[Required action]: The reply has to contain each record exactly as written.

[Entries taken from a collection]
::::::::
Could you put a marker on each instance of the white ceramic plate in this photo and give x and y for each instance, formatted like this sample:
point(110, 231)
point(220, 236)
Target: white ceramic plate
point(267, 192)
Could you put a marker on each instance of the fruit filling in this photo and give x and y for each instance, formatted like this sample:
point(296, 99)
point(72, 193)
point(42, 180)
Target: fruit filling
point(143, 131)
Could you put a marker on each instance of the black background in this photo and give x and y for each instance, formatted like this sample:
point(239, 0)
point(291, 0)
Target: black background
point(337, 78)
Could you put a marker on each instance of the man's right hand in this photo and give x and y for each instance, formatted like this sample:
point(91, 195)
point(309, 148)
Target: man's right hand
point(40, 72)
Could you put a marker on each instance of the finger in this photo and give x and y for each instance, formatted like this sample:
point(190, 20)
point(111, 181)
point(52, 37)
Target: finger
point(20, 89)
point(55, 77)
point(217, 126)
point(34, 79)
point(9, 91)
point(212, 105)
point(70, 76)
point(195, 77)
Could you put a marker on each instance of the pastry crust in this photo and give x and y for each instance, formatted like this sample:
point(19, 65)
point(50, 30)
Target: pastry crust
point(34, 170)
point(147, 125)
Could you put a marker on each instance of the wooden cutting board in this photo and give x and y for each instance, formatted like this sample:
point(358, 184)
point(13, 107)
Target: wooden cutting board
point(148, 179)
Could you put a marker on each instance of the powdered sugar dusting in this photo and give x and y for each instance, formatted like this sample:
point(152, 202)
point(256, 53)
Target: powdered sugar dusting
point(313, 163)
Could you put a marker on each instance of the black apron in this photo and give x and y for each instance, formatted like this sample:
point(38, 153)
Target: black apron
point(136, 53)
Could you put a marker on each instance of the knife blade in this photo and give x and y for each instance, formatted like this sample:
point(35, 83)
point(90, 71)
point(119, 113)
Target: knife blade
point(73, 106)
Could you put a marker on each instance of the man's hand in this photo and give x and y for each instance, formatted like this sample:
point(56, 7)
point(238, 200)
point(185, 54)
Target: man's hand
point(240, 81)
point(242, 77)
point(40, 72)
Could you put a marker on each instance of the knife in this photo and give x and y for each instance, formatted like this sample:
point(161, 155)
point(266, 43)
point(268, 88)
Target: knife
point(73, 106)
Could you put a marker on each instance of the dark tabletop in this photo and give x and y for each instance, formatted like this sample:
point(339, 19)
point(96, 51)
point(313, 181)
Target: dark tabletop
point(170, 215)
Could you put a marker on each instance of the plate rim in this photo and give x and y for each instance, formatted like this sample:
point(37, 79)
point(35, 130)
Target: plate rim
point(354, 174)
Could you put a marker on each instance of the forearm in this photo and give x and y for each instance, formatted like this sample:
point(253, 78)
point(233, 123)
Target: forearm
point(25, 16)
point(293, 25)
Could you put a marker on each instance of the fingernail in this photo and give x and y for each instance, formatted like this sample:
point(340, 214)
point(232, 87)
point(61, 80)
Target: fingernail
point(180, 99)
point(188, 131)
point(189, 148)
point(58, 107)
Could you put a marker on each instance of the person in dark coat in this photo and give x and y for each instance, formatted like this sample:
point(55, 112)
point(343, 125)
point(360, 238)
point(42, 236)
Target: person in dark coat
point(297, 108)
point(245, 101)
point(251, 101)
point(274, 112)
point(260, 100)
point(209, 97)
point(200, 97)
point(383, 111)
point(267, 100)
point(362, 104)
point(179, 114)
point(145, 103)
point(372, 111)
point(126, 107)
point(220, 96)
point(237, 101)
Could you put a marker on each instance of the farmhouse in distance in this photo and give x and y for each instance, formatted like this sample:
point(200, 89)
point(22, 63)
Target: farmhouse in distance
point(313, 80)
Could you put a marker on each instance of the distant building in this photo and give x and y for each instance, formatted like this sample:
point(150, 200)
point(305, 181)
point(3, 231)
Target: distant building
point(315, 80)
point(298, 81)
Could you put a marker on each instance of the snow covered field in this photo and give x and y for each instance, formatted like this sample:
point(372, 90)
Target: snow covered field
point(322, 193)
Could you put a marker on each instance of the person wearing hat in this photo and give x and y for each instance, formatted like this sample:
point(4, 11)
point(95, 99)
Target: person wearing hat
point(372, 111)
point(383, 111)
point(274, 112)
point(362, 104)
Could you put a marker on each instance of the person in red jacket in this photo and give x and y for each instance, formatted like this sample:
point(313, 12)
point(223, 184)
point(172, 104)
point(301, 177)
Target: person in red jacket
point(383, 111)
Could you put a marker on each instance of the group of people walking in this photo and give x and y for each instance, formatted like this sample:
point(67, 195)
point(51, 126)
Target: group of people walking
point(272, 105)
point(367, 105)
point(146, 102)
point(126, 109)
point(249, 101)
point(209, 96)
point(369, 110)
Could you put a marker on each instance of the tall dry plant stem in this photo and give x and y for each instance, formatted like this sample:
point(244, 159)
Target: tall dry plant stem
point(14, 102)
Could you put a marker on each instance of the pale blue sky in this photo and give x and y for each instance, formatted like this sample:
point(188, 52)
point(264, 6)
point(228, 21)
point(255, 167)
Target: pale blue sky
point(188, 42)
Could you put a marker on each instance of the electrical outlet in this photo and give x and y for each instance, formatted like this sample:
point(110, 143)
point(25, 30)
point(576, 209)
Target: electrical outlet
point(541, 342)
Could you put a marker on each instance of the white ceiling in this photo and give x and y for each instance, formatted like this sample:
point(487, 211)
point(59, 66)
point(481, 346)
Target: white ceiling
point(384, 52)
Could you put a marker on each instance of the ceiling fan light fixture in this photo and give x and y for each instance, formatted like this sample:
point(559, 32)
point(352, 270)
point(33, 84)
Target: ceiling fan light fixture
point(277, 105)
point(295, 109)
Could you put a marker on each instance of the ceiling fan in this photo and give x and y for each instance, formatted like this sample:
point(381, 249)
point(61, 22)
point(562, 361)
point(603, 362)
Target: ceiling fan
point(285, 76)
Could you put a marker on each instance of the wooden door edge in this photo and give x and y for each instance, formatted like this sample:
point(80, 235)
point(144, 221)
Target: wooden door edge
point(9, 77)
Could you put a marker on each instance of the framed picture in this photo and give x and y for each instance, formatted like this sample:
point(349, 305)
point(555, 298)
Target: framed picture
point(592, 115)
::::::::
[Exercise answer]:
Could you put a marker on each instance of the white ceramic plate in this photo and give x and y for each instance, formatted like this sample:
point(110, 231)
point(220, 236)
Target: white ceramic plate
point(267, 192)
Could you put a marker on each instance of the fruit filling in this photo and give x and y for each instance, formatted like this sample:
point(296, 99)
point(72, 193)
point(42, 180)
Target: fruit filling
point(143, 131)
Could you put a marker on each instance of the black background in this photo and give x and y for each instance, formatted like this sample:
point(239, 0)
point(291, 0)
Target: black background
point(337, 78)
Could you put a marker on each instance of the man's right hand in this photo and give x and y for each instance, formatted like this sample:
point(91, 195)
point(309, 148)
Target: man's right hand
point(40, 72)
Could you put a marker on each instance of the finger in this photo and give x and y for each instance, formatted like this sample:
point(190, 20)
point(111, 181)
point(52, 37)
Target: finger
point(20, 89)
point(55, 77)
point(217, 126)
point(34, 79)
point(9, 91)
point(212, 105)
point(70, 76)
point(195, 77)
Could you put a marker on each instance of the pastry crust in this photo and give x and y for each instance, formatted like this sample:
point(19, 65)
point(50, 30)
Target: pastry crust
point(34, 170)
point(147, 125)
Could you put a marker on each instance of the wooden cutting board in this photo and give x and y for each instance, formatted like this sample:
point(358, 184)
point(13, 107)
Target: wooden cutting board
point(148, 179)
Could you put a marker on each instance of the powdered sugar dusting in this photo and give x and y for each instance, formatted like this sample:
point(152, 202)
point(256, 53)
Target: powdered sugar dusting
point(313, 163)
Could you put a marker on each instance of the black apron in this photo and give x and y for each instance, formatted like this sample:
point(38, 153)
Target: black apron
point(136, 53)
Could you put a marker on each instance of the knife blade in this photo and give x and y for each instance, formatted like this sample:
point(35, 83)
point(90, 71)
point(119, 113)
Target: knife blade
point(73, 106)
Could you put a marker on each instance of the man's hand in this photo and give x and y for each instance, formatted like this sample:
point(56, 7)
point(238, 200)
point(185, 54)
Target: man's hand
point(240, 81)
point(242, 77)
point(40, 72)
Could you put a marker on each instance of the knife in this photo and give x and y for each instance, formatted like this sample:
point(161, 155)
point(266, 43)
point(268, 88)
Target: knife
point(73, 106)
Could you put a marker on each instance of the dark tabletop in this photo and give x and y for each instance, formatted like this sample:
point(339, 19)
point(96, 51)
point(313, 181)
Target: dark tabletop
point(170, 215)
Could you put a marker on each instance of the plate rim in this photo and give x and y for each instance, formatted like this sample:
point(37, 79)
point(35, 130)
Target: plate rim
point(354, 174)
Could you put a marker on each instance of the forearm in this photo and give x and y for each instance, formatted like this sample:
point(253, 78)
point(233, 123)
Target: forearm
point(25, 16)
point(293, 25)
Could you put a marker on each instance of the fingernail in this photo and give x and y for each instance, formatted like this sample:
point(340, 214)
point(232, 87)
point(61, 80)
Target: fingernail
point(180, 99)
point(188, 131)
point(189, 148)
point(58, 107)
Could you put a marker on each instance of the person in dark coat in this photo and give x and y for each instance, formatted like this sample:
point(55, 112)
point(343, 125)
point(360, 238)
point(42, 236)
Target: person in dark coat
point(297, 108)
point(245, 101)
point(251, 101)
point(274, 112)
point(260, 100)
point(209, 97)
point(200, 97)
point(383, 111)
point(267, 100)
point(362, 104)
point(179, 114)
point(145, 103)
point(372, 111)
point(126, 107)
point(220, 96)
point(237, 101)
Could you put a marker on each instance of the farmhouse in distance in this photo and give x and y for each instance, formatted like this sample:
point(200, 89)
point(22, 63)
Target: farmhouse in distance
point(313, 80)
Could you put a marker on each instance of the distant building in this photo and give x and y for each instance, formatted like this sample:
point(150, 200)
point(305, 181)
point(3, 231)
Target: distant building
point(315, 80)
point(298, 81)
Could you put a marker on each instance of the snow covered field in this photo and give x and y for each instance, formatted like this sample:
point(372, 90)
Target: snow covered field
point(322, 193)
Could you put a marker on each instance of the person wearing hat in this photo and give x and y for each instance, formatted like this sample:
point(4, 11)
point(95, 99)
Target: person wearing hat
point(372, 111)
point(383, 111)
point(274, 112)
point(362, 104)
Could you put a marker on each instance of the person in red jacket in this photo and give x and y for each instance, formatted like this sample:
point(313, 12)
point(223, 184)
point(172, 104)
point(301, 177)
Target: person in red jacket
point(383, 111)
Could you put a marker on each instance of the group of people walking in this photo and give x and y for each instance, formatted like this sample:
point(67, 195)
point(51, 126)
Target: group of people walking
point(272, 105)
point(367, 105)
point(146, 102)
point(126, 109)
point(249, 101)
point(209, 96)
point(369, 110)
Could you put a marker on each instance of the tall dry plant stem in this photo and give x and y for each instance, formatted like this sample:
point(244, 159)
Target: tall dry plant stem
point(14, 102)
Could you put a marker on each instance of the pale blue sky in this photo and give x and y for each instance, formatted like this sample:
point(188, 52)
point(264, 6)
point(228, 21)
point(255, 167)
Target: pale blue sky
point(188, 42)
Could you put a marker on each instance of the electrical outlet in this photo and give x and y for each instance, formatted like this sample:
point(110, 143)
point(25, 30)
point(576, 209)
Target: electrical outlet
point(541, 342)
Could you put a marker on each instance of the white ceiling in this photo and give x and y for each instance, formatted like this sample:
point(487, 211)
point(59, 66)
point(481, 346)
Target: white ceiling
point(384, 52)
Could you put a marker on each instance of the ceiling fan light fixture in this photo and give x and y for each instance, formatted like this sample:
point(559, 32)
point(352, 270)
point(33, 84)
Target: ceiling fan light fixture
point(277, 105)
point(295, 109)
Could you put a marker on each instance of the ceiling fan in this photo and give x and y for each instance, formatted like this sample:
point(381, 249)
point(61, 22)
point(562, 361)
point(603, 362)
Target: ceiling fan
point(285, 76)
Could you put a marker on each instance of the wooden door edge in this photo and give x and y for each instance, formatted like this sample:
point(80, 235)
point(144, 221)
Target: wooden door edge
point(9, 77)
Could you put a marker on each instance of the framed picture in this photo and give x and y for each instance, formatted like this sample:
point(349, 305)
point(555, 298)
Target: framed picture
point(592, 115)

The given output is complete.